Passage provided:

There are many data persistence technologies available like SQL or NoSQL databases, and each has its own advantages and disadvantages.

Latency

Latency in the context of distributed systems refers to the time delay or the period it takes for a request or data to travel from its source to its destination. It’s a crucial metric that directly influences the responsiveness and efficiency of a system. Lower latency indicates quicker data transfer and better user experiences, while higher latency can result in delays and reduced performance.

As you add more components and distribute the load, you need to ensure that the latency is kept to a minimum since the data needs to travel between the components.

Picture a scenario where you dial 999 (the firefighting station in the UK) due to a fire emergency at your residence. In this context, system latency refers to the time firefighters reach your location. If the fire station is far away, the latency will be high; if the fire station is nearby, the latency will be low.

To reduce latency, it’s beneficial to place components closer together. For instance, in digital systems, utilizing data centers located closer to the primary user base or adopting content delivery networks (CDNs) can significantly decrease the time it takes for data to travel, thus enhancing user experience.

Place components closer together to reduce latency.

Throughput

Throughput refers to the volume of tasks, transactions, or data a system can successfully process within a specified time frame. It represents the system’s capacity to manage and execute operations efficiently, with higher throughput indicating a greater capability to handle concurrent tasks and data flows.

Imagine the scenario of commuting to work in a bustling city. System throughput, in this context, refers to the capacity of the city to facilitate the movement of people to their workplaces within a specific time frame. If the city boasts an extensive network of roads and efficient public transportation systems, the throughput will be high.

To boost system throughput and accommodate higher volumes of interactions:

Increase the number of components to increase throughput.

Redundancy and Reliability

Redundancy involves duplicating critical components or resources within horizontally scaled distributed systems, offering backup options in case of failures. Redundancy enhances reliability , ensuring that the system can continue functioning even when specific components malfunction or experience downtime.

Imagine you’re on your way to work on the train. Suddenly, the train comes to a halt due to technical failures. Now, consider a crucial detail: Can you take an alternative train or bus to continue your commute and get to work? If there is, it’s a sign that the system’s got your back – a backup plan in place.

Source data:
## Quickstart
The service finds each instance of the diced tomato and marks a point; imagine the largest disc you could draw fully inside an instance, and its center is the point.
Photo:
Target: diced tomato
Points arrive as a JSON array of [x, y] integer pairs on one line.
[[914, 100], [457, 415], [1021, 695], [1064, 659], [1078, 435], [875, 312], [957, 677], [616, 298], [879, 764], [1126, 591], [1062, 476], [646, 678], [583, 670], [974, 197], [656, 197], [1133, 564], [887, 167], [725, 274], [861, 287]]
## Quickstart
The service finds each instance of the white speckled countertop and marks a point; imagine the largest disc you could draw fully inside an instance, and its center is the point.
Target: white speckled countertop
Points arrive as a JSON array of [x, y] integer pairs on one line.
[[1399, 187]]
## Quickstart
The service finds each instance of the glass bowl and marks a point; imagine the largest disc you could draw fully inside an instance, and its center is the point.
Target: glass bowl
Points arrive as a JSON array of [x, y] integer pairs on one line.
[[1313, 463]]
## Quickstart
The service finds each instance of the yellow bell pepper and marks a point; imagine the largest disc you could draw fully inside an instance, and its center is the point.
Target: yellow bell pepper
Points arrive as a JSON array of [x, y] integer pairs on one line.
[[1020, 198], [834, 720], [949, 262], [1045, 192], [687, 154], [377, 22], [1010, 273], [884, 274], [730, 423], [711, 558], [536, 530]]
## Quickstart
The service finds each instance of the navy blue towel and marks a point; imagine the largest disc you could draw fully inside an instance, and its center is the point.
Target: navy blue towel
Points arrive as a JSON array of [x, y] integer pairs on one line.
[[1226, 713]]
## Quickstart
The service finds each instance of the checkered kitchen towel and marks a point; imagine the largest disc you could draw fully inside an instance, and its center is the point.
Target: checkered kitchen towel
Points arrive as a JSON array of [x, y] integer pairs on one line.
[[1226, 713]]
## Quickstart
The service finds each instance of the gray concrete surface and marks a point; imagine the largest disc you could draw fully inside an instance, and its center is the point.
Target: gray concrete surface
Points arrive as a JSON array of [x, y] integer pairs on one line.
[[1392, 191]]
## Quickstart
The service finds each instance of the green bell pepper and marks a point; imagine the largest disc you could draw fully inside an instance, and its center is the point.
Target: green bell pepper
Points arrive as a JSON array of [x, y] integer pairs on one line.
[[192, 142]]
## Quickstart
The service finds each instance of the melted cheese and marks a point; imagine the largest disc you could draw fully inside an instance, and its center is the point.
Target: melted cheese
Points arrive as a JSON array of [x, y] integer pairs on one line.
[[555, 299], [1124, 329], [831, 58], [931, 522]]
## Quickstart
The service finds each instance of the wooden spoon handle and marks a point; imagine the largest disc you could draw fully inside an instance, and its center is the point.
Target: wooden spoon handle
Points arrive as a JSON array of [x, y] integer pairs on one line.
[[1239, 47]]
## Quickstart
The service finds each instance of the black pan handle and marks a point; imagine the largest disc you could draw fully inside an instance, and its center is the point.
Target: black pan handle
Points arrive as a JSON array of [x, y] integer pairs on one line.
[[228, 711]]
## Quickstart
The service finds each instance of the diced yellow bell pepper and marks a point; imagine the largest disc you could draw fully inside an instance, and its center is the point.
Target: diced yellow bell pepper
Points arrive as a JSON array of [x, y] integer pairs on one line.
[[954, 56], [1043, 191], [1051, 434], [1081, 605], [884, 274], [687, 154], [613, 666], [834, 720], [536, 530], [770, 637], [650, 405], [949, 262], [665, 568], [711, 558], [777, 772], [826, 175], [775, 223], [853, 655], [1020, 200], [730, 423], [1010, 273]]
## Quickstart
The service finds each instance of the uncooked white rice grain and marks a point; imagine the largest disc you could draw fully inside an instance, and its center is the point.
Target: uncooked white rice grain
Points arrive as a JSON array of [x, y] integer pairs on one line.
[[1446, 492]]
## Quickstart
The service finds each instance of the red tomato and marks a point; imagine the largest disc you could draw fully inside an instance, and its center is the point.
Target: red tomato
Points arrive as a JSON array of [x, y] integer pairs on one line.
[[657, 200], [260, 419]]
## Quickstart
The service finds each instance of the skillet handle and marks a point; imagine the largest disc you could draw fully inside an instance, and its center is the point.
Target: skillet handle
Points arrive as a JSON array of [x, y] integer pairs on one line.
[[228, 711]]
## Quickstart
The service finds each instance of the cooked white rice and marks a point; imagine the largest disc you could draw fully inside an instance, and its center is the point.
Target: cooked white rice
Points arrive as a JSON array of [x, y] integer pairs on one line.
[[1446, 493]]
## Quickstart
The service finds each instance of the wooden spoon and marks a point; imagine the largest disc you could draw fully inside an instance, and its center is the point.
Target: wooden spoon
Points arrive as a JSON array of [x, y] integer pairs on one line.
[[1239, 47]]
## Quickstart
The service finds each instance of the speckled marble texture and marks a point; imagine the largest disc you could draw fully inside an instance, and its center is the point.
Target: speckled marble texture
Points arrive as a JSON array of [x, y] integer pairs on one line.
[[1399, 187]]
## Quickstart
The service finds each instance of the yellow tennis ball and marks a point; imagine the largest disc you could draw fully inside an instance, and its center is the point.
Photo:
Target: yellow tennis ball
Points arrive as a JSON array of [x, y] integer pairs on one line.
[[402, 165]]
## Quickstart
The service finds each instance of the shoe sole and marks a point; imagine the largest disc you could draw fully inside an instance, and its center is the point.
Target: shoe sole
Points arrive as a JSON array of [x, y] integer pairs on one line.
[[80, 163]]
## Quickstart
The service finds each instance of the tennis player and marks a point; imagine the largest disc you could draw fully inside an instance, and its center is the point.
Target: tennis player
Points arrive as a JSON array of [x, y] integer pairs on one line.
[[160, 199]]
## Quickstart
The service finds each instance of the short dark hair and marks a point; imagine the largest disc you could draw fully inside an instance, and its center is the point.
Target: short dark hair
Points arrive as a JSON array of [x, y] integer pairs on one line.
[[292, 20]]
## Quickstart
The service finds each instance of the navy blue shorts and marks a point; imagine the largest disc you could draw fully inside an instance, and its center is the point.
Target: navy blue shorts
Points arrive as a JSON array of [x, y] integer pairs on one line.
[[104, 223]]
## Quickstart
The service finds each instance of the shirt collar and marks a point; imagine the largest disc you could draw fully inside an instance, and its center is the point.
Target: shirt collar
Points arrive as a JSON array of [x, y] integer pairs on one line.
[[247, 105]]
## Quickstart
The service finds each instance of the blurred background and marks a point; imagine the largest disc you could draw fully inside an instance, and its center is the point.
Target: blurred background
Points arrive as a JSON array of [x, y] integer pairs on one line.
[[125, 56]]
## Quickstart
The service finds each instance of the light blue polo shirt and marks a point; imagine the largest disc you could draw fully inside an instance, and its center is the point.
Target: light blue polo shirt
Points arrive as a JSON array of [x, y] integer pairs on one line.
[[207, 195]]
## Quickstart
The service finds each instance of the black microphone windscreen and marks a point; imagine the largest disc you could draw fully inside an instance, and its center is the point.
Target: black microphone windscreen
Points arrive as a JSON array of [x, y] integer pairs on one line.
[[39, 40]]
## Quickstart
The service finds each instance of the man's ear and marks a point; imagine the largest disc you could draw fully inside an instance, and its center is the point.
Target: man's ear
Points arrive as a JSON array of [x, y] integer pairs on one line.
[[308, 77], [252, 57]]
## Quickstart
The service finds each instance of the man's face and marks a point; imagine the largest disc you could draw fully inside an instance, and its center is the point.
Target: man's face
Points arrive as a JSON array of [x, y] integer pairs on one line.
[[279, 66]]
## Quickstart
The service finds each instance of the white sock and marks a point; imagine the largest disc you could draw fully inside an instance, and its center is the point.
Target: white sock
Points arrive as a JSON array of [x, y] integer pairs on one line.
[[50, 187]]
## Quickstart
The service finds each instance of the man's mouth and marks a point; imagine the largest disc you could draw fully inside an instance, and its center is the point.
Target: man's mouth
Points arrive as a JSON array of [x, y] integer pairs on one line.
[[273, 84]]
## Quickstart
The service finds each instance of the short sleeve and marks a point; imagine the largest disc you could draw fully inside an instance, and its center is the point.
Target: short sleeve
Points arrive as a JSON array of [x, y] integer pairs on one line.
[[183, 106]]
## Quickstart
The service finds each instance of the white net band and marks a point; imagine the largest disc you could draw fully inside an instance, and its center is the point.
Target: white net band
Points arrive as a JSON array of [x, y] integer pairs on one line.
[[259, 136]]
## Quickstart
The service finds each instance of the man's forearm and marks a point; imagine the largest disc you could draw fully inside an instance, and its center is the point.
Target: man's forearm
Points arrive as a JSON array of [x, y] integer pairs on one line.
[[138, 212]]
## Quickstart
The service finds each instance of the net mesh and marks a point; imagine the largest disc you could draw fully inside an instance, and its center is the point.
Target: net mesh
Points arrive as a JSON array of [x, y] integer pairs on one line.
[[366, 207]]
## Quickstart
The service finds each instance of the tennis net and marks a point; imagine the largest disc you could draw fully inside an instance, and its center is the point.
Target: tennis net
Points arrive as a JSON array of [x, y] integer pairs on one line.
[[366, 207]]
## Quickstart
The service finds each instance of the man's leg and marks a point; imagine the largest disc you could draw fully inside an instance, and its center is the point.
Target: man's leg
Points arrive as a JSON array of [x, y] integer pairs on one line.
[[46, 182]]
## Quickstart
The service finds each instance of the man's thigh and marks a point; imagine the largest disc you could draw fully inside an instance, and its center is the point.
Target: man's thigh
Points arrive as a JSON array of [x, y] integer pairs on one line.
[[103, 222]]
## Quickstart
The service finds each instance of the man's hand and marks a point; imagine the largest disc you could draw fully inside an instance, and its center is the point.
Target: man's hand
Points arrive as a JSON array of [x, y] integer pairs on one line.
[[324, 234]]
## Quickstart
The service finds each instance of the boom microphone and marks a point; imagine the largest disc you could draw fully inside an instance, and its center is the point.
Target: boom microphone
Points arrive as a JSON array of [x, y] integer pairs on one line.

Task instructions: In the text on distributed systems, turn the paragraph beginning "Latency in the context of distributed systems" into a short bulleted list that keeps its main facts.

Solution below:
- Latency in distributed systems is the time a request or data takes to travel from its source to its destination.
- It is a key metric that directly affects how responsive and efficient a system is.
- Lower latency means faster data transfer and better user experiences.
- Higher latency can cause delays and lower performance.